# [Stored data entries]
☆ ☆ ☆ ☆ ☆ ☆ ☆

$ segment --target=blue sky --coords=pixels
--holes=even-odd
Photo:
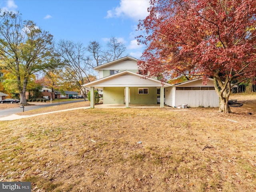
[[[54,40],[96,40],[102,46],[112,36],[126,47],[126,55],[139,58],[144,48],[135,37],[139,19],[148,14],[149,0],[0,0],[0,8],[22,14],[54,36]]]

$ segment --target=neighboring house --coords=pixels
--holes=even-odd
[[[99,73],[99,79],[83,85],[90,90],[102,89],[104,104],[156,104],[158,89],[160,106],[164,106],[164,88],[172,85],[162,82],[156,78],[143,78],[148,72],[138,68],[138,60],[126,56],[95,67]],[[94,92],[91,91],[91,98]],[[94,107],[91,100],[91,108]]]
[[[2,100],[4,100],[5,99],[5,97],[8,96],[9,95],[6,94],[5,93],[2,93],[2,92],[0,92],[0,101]]]
[[[41,89],[39,90],[39,92],[43,98],[46,99],[54,99],[52,97],[52,89],[49,88],[47,86],[44,86]]]
[[[88,96],[88,93],[89,91],[91,90],[91,88],[90,87],[85,87],[85,91],[86,93],[86,95]],[[103,89],[99,88],[96,89],[96,90],[98,91],[98,92],[99,93],[99,95],[100,96],[103,96]],[[82,93],[81,93],[81,95],[82,94]]]
[[[218,107],[219,97],[213,79],[209,78],[206,85],[203,84],[202,79],[190,80],[166,88],[165,104],[172,107],[183,104],[191,107]]]
[[[78,95],[78,93],[75,91],[65,91],[65,94],[62,94],[59,91],[55,91],[55,99],[68,99]]]

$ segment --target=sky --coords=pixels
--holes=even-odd
[[[96,41],[102,46],[112,36],[126,47],[126,55],[137,58],[144,47],[135,37],[140,19],[148,14],[149,0],[0,0],[0,9],[19,11],[53,35],[56,41],[67,40],[86,46]]]

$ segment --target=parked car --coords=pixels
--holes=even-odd
[[[17,99],[5,99],[4,100],[2,100],[1,101],[1,103],[18,103],[19,102],[20,102],[20,100]]]

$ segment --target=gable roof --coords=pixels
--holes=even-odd
[[[102,64],[102,65],[100,65],[99,66],[97,66],[96,67],[94,67],[93,68],[95,70],[98,70],[99,69],[100,69],[102,67],[106,67],[107,66],[108,66],[110,65],[112,65],[113,64],[115,64],[117,63],[118,63],[121,61],[125,61],[126,60],[130,60],[131,61],[135,61],[136,62],[137,62],[138,60],[138,59],[134,58],[133,57],[130,57],[130,56],[126,56],[124,57],[123,57],[122,58],[120,58],[120,59],[117,59],[116,60],[115,60],[114,61],[111,61],[110,62],[109,62],[108,63],[105,63],[104,64]]]
[[[126,70],[82,85],[84,87],[102,88],[106,87],[162,87],[172,85],[152,78],[144,78],[142,75]]]
[[[8,96],[9,95],[0,92],[0,96]]]

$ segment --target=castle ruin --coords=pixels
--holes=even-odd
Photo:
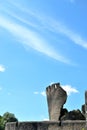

☆ ☆ ☆ ☆ ☆ ☆ ☆

# [Aim of the exercise]
Recast every line of the items above as a JSON list of strings, one string per line, omitting blank lines. Leave the pictures out of the answer.

# [Solution for this exercise]
[
  "$ segment --target=blue sky --coords=pixels",
  "--holes=even-odd",
  "Photo:",
  "[[[54,40],[96,40],[102,46],[112,36],[126,47],[126,55],[139,58],[144,48],[135,37],[139,19],[148,14],[149,0],[0,0],[0,8],[22,14],[54,36]]]",
  "$ segment --target=neighboring house --coords=pixels",
  "--holes=even-odd",
  "[[[99,73],[99,79],[83,85],[90,90],[102,89],[104,104],[156,104],[158,89],[160,106],[164,106],[164,88],[172,85],[162,82],[156,78],[143,78],[148,72],[138,68],[138,60],[126,56],[95,67]],[[94,92],[91,91],[91,98]],[[94,107],[91,100],[91,108]]]",
  "[[[2,100],[4,100],[5,99],[5,97],[8,96],[9,95],[6,94],[5,93],[2,93],[2,92],[0,92],[0,101]]]",
  "[[[41,89],[39,90],[39,92],[43,98],[46,99],[54,99],[52,97],[52,89],[49,88],[47,86],[44,86]]]",
  "[[[88,96],[88,93],[89,91],[91,90],[91,88],[90,87],[85,87],[85,91],[86,93],[86,95]],[[103,89],[99,88],[96,89],[96,90],[98,91],[98,92],[99,93],[99,95],[100,96],[103,96]],[[82,93],[81,93],[81,95],[82,94]]]",
  "[[[218,107],[219,97],[213,79],[209,78],[206,85],[203,84],[202,79],[190,80],[166,88],[165,104],[172,107],[183,104],[191,107]]]",
  "[[[78,95],[78,93],[75,91],[65,91],[65,94],[62,94],[59,91],[55,91],[55,99],[68,99]]]",
  "$ segment --target=sky --coords=pixels",
  "--holes=even-odd",
  "[[[96,41],[102,46],[112,36],[126,47],[126,55],[137,58],[144,47],[135,37],[140,19],[148,14],[149,0],[0,0],[0,9],[19,11],[53,35],[56,41],[67,40],[86,46]]]",
  "$ segment --target=parked car --coords=pixels",
  "--holes=even-odd",
  "[[[17,99],[5,99],[4,100],[2,100],[1,101],[1,103],[18,103],[19,102],[20,102],[20,100]]]",
  "$ segment --target=gable roof --coords=pixels",
  "--holes=even-odd",
  "[[[102,64],[102,65],[100,65],[99,66],[97,66],[96,67],[94,67],[93,68],[95,70],[98,70],[99,69],[100,69],[102,67],[106,67],[107,66],[108,66],[110,65],[112,65],[113,64],[115,64],[117,63],[118,63],[121,61],[125,61],[126,60],[130,60],[131,61],[135,61],[136,62],[137,62],[138,60],[138,59],[134,58],[133,57],[130,57],[130,56],[126,56],[124,57],[123,57],[122,58],[120,58],[120,59],[117,59],[116,60],[115,60],[114,61],[111,61],[110,62],[109,62],[108,63],[105,63],[104,64]]]",
  "[[[126,70],[82,85],[84,87],[102,88],[106,87],[162,87],[172,85],[152,78],[144,78],[142,75]]]",
  "[[[8,96],[9,95],[0,92],[0,96]]]",
  "$ segment --target=castle ruin --coords=pixels",
  "--holes=even-odd",
  "Photo:"
]